-- Start --
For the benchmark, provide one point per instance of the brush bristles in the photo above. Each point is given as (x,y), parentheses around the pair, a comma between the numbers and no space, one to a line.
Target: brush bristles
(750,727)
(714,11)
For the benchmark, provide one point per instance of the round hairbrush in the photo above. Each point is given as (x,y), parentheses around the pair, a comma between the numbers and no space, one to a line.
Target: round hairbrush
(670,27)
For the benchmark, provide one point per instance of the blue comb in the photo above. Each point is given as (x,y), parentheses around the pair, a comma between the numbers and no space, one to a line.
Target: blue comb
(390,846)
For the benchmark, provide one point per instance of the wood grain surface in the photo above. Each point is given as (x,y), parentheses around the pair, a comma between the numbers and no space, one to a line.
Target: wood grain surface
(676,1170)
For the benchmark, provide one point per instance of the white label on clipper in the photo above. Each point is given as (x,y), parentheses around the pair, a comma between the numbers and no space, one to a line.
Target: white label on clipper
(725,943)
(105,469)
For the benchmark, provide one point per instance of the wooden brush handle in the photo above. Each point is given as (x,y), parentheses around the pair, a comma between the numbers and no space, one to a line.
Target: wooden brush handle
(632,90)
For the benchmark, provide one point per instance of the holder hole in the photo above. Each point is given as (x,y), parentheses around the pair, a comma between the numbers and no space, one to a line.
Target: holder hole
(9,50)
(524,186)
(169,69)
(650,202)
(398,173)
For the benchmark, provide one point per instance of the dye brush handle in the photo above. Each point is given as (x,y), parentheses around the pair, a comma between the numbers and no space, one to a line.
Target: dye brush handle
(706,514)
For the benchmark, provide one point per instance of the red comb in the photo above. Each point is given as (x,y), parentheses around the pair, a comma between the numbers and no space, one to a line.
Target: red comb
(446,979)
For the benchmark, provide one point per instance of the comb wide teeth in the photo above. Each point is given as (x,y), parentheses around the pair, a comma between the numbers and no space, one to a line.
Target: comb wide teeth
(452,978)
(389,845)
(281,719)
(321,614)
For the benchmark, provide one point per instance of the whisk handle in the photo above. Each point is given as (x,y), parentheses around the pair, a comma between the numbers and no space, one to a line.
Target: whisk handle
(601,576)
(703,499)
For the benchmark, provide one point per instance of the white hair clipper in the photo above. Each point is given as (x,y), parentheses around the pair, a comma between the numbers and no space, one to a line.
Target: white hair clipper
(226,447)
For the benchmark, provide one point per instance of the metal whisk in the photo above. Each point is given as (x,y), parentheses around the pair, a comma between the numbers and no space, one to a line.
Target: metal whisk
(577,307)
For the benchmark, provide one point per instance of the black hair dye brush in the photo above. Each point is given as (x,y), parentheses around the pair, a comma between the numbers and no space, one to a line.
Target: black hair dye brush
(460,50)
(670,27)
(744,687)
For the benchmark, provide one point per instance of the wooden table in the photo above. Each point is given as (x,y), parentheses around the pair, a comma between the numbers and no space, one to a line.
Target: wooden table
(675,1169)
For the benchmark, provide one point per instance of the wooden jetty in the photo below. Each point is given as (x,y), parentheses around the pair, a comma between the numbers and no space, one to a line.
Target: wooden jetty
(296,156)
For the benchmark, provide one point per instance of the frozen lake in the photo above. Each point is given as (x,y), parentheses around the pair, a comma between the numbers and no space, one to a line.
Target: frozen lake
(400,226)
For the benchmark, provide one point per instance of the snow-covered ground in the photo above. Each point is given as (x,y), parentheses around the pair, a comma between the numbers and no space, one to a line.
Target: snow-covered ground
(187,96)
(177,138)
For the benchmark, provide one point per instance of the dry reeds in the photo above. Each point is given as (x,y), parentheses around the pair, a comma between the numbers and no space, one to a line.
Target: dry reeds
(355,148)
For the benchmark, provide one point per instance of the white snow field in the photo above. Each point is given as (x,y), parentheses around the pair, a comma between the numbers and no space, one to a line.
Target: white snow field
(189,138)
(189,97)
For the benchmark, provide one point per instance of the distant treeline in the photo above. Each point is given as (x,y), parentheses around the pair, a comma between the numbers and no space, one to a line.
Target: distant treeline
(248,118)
-- End --
### [Problem]
Rewrite the lines from the one holding "For the benchmark, provide one point per instance of the distant" through the end of the material, both ends included, as a numbered list with blank lines omitted.

### [Task result]
1. For the benchmark, provide one point per instance of the distant treeline in the photo above. Each point is given as (x,y), parentheses around the pair, a comma between the numbers and no space, one to a line.
2. Target: distant treeline
3. (248,118)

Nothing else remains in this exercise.